Your instructions
List each piece of hardware that the Master Duel review gives as the setup it was reviewed on.

Source passage
--- Start ---

Yu-Gi-Oh! Master Duel review
What is it? An officially sanctioned competitive sim for the Yu-Gi-Oh! trading card game.
Expect to pay: Free-to-play, probably at least $30-60 USD in microtransactions to build multiple competitive decks
Developer: Konami
Publisher: Konami
Reviewed on: Nvidia GTX 1060, AMD Ryzen 7 3700X, 32GB RAM
Multiplayer: Online 1v1, ranked and casual modes
Link: Steam
Yu-Gi-Oh! (yes, the exclamation point is part of the name, and don’t you ever forget it) was at one point nearly as ubiquitous as Pokémon, and has been growing and evolving for over 20 years now. What was once a simple trading card game where you’d summon one monster and set a couple traps now regularly involves ten minute turns during which you summon as many monsters, setting up unbreakable boards of negates only to watch your opponent break them anyways. It’s complicated, but hasn’t lost the basic appeal of any card game: the agony and ecstasy at the intersection of skill and luck.
After years of exploitative Yu-Gi-Oh! gacha games, buggy efforts at multiplayer, and anime tie-ins that were fun but more targeted at kids, Yu-Gi-Oh! Master Duel has finally dragged that card game into the free-to-play PvP age, and it’s done it far more elegantly than anyone could have expected. Master Duel has some of the best production values of any digital card game out there, embodying the spirit of Kazuki Takahashi’s iconic manga, its beloved anime, and the physical card game in equal measure.
The learning curve will be steep for newcomers, and Master Duel’s initial 1.0 release doesn’t include much of an offering outside of the competitive ladder mode (this seems likely to change in the near future), but it’s still one of the best digital card games available today. The good night’s sleeps I’ve sacrificed are a testament to that.

--- End ---

Dataset section
--- Start ---

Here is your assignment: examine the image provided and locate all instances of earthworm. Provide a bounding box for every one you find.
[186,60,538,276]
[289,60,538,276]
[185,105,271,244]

--- End ---

Expected output
Nvidia GTX 1060, AMD Ryzen 7 3700X, 32GB RAM